#### EXERCISE PASSAGE:
+---+

Say, How About We Start Repairing Bridges Worst to First?
You may remember that truck-only tolls were passed with dire statements about the condition of Rhode Island bridges. “People will die if we don’t get this new revenue stream to repair Rhode Island’s poor bridges” was repeatedly stated or heavily implied during the debate about and passage of the proposed new, legally quizzical, unnecessary toll on large trucks requested by former Governor Gina Raimondo and current RIDOT Director Peter Alviti.
Wow, sounds serious. Okay, Gov Raimondo and RIDOT, here’s your dubious new revenue stream.
But if the bridges are that bad and their condition poses such a dire threat to public safety, you’re at least going to repair them from worst to first, right, RIDOT?
Sure, they can’t be repaired exactly worst to first for reasons of logistics. So you triage. And the repair of a bridge whose condition was rated as “Poor” by RIDOT at least as far back as July, 2020; over a body of water (which would exacerbate corrosion); and that contains critical structural components from 1968 should be high on the list, not get postponed with crossed fingers.
Minimally, that bridge gets prioritized ahead of a bridge with a sufficiency rating of 72% per RIDOT’s own inspection report – the Oxford Street Bridge – that happens (undoubtedly a total coincidence) to be in a strategically advantageous location to maximize your legally dubious new revenue stream.
But that’s not what happened. Repairs, necessary or not, to the Oxford Street Bridge were completed in December, 2019. Much needed repairs to the Washington Bridge had not yet commenced when it was suddenly closed Monday due to the imminent failure of a critical component.
Members of the public, who pay for all of this and some of whose lives and businesses are being seriously disrupted, are being scolded for asking questions rather than simply being grateful that a catastrophic collapse was avoided and people did not die.
But isn’t that kind of a baseline? Isn’t it reasonable to expect that, minimally, state government will deliver the public services and projects we fund with an absence of fatalities?

+---+

#### INFORMATION SUPPLIED:
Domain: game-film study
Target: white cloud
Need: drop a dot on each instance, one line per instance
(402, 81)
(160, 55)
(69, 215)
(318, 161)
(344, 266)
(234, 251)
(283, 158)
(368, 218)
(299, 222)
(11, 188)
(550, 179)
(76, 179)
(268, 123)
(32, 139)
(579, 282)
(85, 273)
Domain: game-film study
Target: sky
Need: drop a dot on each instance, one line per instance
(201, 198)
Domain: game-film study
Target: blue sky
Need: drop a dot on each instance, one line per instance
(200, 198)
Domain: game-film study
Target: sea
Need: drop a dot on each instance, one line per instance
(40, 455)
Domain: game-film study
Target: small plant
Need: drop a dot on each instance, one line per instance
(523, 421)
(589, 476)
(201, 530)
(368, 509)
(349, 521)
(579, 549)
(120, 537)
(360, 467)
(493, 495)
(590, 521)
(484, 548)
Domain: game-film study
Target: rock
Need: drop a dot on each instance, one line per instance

+---+

#### WHAT TO PRODUCE:
In the Rhode Island bridge article above, rewrite the paragraph beginning "But that's not what happened" as a short bulleted list that keeps its main facts.

#### THE COMPLETED TASK:
- The bridges were not repaired worst to first.
- Repairs to the Oxford Street Bridge, needed or not, were finished in December 2019.
- Much-needed repairs to the Washington Bridge had not begun when it was suddenly closed Monday because a critical component was about to fail.